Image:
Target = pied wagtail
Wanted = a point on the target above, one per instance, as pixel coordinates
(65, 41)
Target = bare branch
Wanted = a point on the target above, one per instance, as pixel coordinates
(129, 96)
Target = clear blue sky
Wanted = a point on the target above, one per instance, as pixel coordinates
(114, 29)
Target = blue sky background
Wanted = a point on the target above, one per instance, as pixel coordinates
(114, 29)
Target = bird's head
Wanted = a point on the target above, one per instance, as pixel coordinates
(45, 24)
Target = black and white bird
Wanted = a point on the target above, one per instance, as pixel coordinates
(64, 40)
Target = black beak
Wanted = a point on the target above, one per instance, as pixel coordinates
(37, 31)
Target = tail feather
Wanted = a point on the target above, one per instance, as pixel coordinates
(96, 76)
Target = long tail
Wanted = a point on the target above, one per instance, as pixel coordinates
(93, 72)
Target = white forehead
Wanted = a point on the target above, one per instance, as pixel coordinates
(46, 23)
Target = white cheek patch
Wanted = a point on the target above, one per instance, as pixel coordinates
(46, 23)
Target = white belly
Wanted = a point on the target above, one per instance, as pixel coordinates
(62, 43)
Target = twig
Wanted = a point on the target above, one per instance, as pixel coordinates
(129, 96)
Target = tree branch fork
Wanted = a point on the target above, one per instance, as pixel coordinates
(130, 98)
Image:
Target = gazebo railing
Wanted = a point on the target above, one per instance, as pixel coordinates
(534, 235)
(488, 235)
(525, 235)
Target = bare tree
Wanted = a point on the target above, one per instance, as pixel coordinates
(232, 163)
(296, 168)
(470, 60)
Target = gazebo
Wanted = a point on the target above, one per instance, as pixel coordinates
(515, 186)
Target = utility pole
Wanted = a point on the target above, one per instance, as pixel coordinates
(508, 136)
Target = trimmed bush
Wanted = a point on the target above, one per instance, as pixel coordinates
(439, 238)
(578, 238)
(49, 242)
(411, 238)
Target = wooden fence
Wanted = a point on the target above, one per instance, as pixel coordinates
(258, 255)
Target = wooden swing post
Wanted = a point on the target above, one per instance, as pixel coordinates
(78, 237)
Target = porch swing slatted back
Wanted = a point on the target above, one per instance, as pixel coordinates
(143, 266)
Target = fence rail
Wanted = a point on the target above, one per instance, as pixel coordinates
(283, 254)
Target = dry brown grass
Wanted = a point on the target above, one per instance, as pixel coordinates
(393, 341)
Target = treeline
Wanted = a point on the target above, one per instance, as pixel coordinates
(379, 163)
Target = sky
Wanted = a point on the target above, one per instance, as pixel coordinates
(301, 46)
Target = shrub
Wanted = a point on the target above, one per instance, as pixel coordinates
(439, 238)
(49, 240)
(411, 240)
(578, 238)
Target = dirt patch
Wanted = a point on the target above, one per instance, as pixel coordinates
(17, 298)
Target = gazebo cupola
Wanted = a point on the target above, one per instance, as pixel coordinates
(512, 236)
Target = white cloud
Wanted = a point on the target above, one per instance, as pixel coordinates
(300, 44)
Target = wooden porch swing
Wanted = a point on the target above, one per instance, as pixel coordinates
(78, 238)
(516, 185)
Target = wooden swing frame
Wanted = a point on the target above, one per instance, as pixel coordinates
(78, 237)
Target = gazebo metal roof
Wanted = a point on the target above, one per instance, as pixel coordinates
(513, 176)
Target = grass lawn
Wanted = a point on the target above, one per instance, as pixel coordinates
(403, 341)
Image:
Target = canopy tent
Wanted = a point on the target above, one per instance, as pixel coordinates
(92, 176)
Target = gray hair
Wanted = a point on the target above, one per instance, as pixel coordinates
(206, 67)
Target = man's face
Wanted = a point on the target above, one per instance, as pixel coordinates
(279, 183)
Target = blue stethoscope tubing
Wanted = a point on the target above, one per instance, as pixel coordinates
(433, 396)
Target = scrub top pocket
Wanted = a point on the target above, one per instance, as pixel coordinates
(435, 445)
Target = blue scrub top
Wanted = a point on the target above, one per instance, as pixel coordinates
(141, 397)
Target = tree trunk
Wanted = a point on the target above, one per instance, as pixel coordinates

Task statement:
Reproduce all of the data above line for line, with no changes.

Written solution:
Image:
Target = pied wagtail
Wanted = a point on the target above, one per instance, as pixel coordinates
(65, 41)
Target = bare branch
Wanted = a point on the target above, one per instance, as pixel coordinates
(129, 96)
Target = clear blue sky
Wanted = a point on the target above, one per instance, as pixel coordinates
(114, 29)
Target = blue sky background
Wanted = a point on the target above, one per instance, as pixel coordinates
(114, 29)
Target = bird's head
Wanted = a point on the target above, one per instance, as pixel coordinates
(45, 24)
Target = black and white bird
Wanted = a point on the target above, one per instance, as pixel coordinates
(64, 40)
Target = black beak
Wanted = a point on the target above, one per instance, as pixel coordinates
(37, 31)
Target = tail feather
Wanted = a point on the target above, one per instance, as pixel coordinates
(96, 76)
Target = long tail
Wanted = a point on the target above, one per instance, as pixel coordinates
(93, 72)
Target = white forehead
Wanted = a point on the target above, one per instance, as pixel coordinates
(46, 23)
Target = white cheek patch
Wanted = a point on the target above, one per instance, as pixel coordinates
(46, 23)
Target = white belly
Wanted = a point on the target above, one per instance, as pixel coordinates
(62, 43)
Target = twig
Wanted = a point on the target above, one per instance, as pixel coordinates
(129, 96)
Target = tree branch fork
Wanted = a point on the target above, one per instance, as pixel coordinates
(130, 98)
Image:
Target = gazebo railing
Wanted = a point on the target above, one per instance, as pixel coordinates
(534, 235)
(488, 235)
(525, 235)
Target = bare tree
Wanted = a point on the target above, one per instance, as pixel coordinates
(232, 163)
(296, 168)
(470, 60)
Target = gazebo
Wanted = a point on the target above, one per instance, as pixel coordinates
(515, 186)
Target = utility pole
Wanted = a point on the target above, one per instance, as pixel coordinates
(508, 136)
Target = trimmed bush
Wanted = a point on the target above, one per instance, as pixel coordinates
(439, 238)
(578, 238)
(49, 242)
(411, 238)
Target = wooden fence
Wanted = a point on the target above, one per instance, as pixel coordinates
(258, 255)
Target = wooden swing post
Wanted = a point on the target above, one per instance, as pixel coordinates
(78, 237)
Target = porch swing slatted back
Wanted = a point on the target above, one per instance, as pixel coordinates
(143, 266)
Target = fence rail
Wanted = a point on the target above, one per instance, as pixel coordinates
(283, 254)
Target = dry brown grass
Wanted = a point on the target above, one per instance, as pixel coordinates
(393, 341)
Target = treeline
Wanted = a point on the target above, one per instance, as pixel coordinates
(379, 163)
Target = sky
Wanted = a point on the target above, one per instance, as pixel coordinates
(301, 46)
Target = shrub
Wanted = a point on the target above, one per instance, as pixel coordinates
(439, 238)
(49, 240)
(411, 240)
(578, 238)
Target = dirt patch
Wanted = a point on the target above, one per instance, as pixel coordinates
(17, 298)
Target = gazebo cupola
Wanted = a point on the target above, one per instance, as pixel coordinates
(512, 236)
Target = white cloud
Wanted = a point on the target above, one per instance, as pixel coordinates
(300, 44)
Target = wooden porch swing
Wanted = a point on the target above, one per instance, as pixel coordinates
(78, 238)
(516, 185)
Target = wooden swing frame
Wanted = a point on the target above, one per instance, as pixel coordinates
(78, 237)
Target = gazebo metal roof
Wanted = a point on the target above, one per instance, as pixel coordinates
(513, 176)
Target = grass lawn
Wanted = a point on the target above, one per instance, as pixel coordinates
(403, 341)
Image:
Target = canopy tent
Wanted = a point on the target above, one per instance, as pixel coordinates
(92, 176)
Target = gray hair
Wanted = a point on the target above, one per instance, as pixel coordinates
(206, 67)
Target = man's face
Wanted = a point on the target above, one per instance, as pixel coordinates
(279, 183)
Target = blue stethoscope tubing
Wanted = a point on the target above, one per instance, as pixel coordinates
(433, 396)
Target = scrub top pocket
Wanted = a point on the target above, one per instance, as pixel coordinates
(435, 445)
Target = blue scrub top
Wanted = a point on the target above, one per instance, as pixel coordinates
(141, 397)
Target = tree trunk
Wanted = a point on the target above, one per instance, as pixel coordinates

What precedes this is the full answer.